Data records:
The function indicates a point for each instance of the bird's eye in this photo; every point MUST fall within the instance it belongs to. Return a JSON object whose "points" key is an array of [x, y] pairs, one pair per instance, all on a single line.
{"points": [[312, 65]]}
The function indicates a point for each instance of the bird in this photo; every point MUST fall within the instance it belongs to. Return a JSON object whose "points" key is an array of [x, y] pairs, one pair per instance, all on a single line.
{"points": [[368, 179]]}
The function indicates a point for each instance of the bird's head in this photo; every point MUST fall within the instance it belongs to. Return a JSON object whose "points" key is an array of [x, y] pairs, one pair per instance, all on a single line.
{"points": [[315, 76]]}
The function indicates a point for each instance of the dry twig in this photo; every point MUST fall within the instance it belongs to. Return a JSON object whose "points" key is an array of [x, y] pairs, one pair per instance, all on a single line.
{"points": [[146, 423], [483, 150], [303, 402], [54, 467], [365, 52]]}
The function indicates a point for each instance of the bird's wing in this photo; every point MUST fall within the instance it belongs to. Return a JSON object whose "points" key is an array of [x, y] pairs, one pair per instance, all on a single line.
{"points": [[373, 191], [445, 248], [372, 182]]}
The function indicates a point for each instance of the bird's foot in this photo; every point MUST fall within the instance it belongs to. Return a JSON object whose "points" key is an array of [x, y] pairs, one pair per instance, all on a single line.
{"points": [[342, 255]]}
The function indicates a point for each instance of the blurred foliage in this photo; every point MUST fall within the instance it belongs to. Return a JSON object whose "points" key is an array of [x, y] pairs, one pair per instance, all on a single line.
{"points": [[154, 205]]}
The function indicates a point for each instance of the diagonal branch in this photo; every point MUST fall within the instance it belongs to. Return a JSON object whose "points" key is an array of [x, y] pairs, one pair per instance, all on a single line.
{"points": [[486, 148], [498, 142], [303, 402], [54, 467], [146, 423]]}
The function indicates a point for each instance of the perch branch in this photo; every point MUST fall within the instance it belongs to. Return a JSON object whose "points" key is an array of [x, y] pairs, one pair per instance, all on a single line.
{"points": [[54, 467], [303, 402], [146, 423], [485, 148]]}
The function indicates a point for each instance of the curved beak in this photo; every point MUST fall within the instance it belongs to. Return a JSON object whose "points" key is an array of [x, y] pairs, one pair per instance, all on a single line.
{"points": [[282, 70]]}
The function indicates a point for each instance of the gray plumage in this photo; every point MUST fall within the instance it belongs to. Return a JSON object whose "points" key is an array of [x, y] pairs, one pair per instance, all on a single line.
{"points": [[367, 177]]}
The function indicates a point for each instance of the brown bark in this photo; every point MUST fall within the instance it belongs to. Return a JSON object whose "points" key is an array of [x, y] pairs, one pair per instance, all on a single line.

AIM: Repeat each record in full; every line must match exactly.

OUTPUT FOR THIS EXERCISE:
The function indicates a point for each instance of the bird's eye in this photo; every point MUST fall within the instance it belongs to. Return a JSON object whose "points" key is an array of [x, y] pairs, one pair per instance, all on a single line.
{"points": [[312, 65]]}
The function indicates a point for each instance of the bird in this photo; every point MUST fall within the instance it belongs to. Return a JSON object whose "points" key is an array of [x, y] pairs, one pair per instance, all on a single line.
{"points": [[368, 179]]}
The function indicates a point for each instance of the bird's head in this photo; every point MUST fall within the instance it belongs to. Return a JSON object whose "points" key is an array of [x, y] pairs, one pair per instance, all on a single line.
{"points": [[315, 76]]}
The function indicates a point for each instance of the dry twig in this photo; every point MUST fall within the instance it belongs to. Return a JSON object whose "points" key is an array of [x, y] pairs, one pair per instance, all on a single line.
{"points": [[146, 423], [483, 150], [303, 402], [54, 467], [365, 52]]}
The function indicates a point for each instance of the bird's wing in this photo; every point MUST fall within the instance it belongs to. Return a JSON object whose "points" key is an array of [x, y] pairs, one pair per instance, all on a single line.
{"points": [[373, 191], [445, 248], [372, 182]]}
The function indicates a point for each instance of the bird's foot in this photo; every point MUST fall within the instance it belongs to. Return a JSON object whose "points" key is an array of [x, y] pairs, one pair per instance, all on a single line.
{"points": [[342, 255]]}
The function indicates a point for each instance of the blurred foliage in this photo; every point MUST fall within the instance it belongs to. Return a JSON object whose "points" key is an array of [x, y] pairs, one pair per instance, all on a single line.
{"points": [[154, 205]]}
The function indicates a point for each instance of the diagonal branch in this photo; every point MUST fall within the instance it belongs to. Return a JSON object whose "points" key is an array of [x, y] pairs, one pair per instance, all on a single line.
{"points": [[486, 148], [498, 142], [303, 402], [54, 467], [146, 423]]}
The function indicates a point for each instance of the perch branch in this photo; every point MUST fall within the instance it belongs to. Return a JSON object whose "points" key is an array of [x, y] pairs, one pair per instance, all on a single line.
{"points": [[54, 467], [303, 402], [146, 423], [485, 148]]}
The function indicates a point for each instance of the curved beak in this photo; every point MUST fall within the instance it belongs to. Return a JSON object whose "points" key is an array of [x, y] pairs, one pair per instance, all on a single line.
{"points": [[282, 70]]}
The function indicates a point for each instance of the gray plumage in this photo; every point MUST fall within the instance it belongs to. Return a JSON object whose "points" key is an array of [x, y] pairs, one pair per instance, all on a single line.
{"points": [[367, 177]]}
The function indicates a point for each instance of the brown bark in this photo; every point MUST fall within the instance it belongs to. Return a JSON object whose "points" key is an array of [x, y] pairs, one pair per instance, all on a single line.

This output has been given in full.